:: ABOUT THIS EXERCISE ::
Retype the data that follows with no alterations, please.

:: EXERCISE DATA ::

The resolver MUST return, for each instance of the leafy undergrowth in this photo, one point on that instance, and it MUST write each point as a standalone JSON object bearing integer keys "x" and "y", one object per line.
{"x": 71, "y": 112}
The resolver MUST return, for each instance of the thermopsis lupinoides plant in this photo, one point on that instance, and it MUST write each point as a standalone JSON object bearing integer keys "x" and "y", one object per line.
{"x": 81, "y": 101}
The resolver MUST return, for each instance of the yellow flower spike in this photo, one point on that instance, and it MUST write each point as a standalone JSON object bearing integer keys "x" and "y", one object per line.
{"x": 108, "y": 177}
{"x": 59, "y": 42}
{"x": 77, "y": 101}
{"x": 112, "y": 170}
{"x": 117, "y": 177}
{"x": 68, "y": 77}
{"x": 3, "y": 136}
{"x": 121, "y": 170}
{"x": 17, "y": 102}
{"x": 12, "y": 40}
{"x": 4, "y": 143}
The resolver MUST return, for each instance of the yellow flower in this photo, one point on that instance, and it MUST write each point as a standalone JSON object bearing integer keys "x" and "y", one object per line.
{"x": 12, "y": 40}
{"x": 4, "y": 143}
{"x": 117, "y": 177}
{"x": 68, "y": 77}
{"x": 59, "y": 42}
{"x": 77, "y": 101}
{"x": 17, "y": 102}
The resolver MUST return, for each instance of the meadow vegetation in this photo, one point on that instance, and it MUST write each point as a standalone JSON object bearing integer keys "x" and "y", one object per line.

:: TASK ANSWER ::
The resolver MUST return, for each instance of the leafy undergrowth in this photo, one point on that instance, and it MUST write each point as a standalone JSON object bearing integer keys "x" and "y", one object per line.
{"x": 71, "y": 112}
The resolver MUST return, for each instance of the thermopsis lupinoides plant in this photo, one point on that instance, and it MUST write each point as a standalone JSON object bearing integer keys "x" and "y", one object per line.
{"x": 81, "y": 101}
The resolver MUST return, for each instance of the yellow flower spike in this photo, one point on that instance, and it MUST write each point as a standalone JSON object bearing integer keys "x" and "y", one object per line.
{"x": 108, "y": 177}
{"x": 59, "y": 42}
{"x": 77, "y": 101}
{"x": 112, "y": 170}
{"x": 117, "y": 177}
{"x": 68, "y": 77}
{"x": 3, "y": 136}
{"x": 121, "y": 170}
{"x": 17, "y": 102}
{"x": 12, "y": 40}
{"x": 4, "y": 143}
The resolver MUST return, for each instance of the yellow flower in this photo, one point on that instance, and it MUST write each point as a standalone JSON object bearing integer keys "x" and "y", one object per line.
{"x": 12, "y": 40}
{"x": 4, "y": 143}
{"x": 117, "y": 177}
{"x": 68, "y": 77}
{"x": 59, "y": 42}
{"x": 77, "y": 101}
{"x": 17, "y": 102}
The resolver MUST return, for each instance of the meadow vegetation in this photo, one point on that instance, and it MUST write each point as a standalone JSON object bearing integer keys "x" and "y", one object per line.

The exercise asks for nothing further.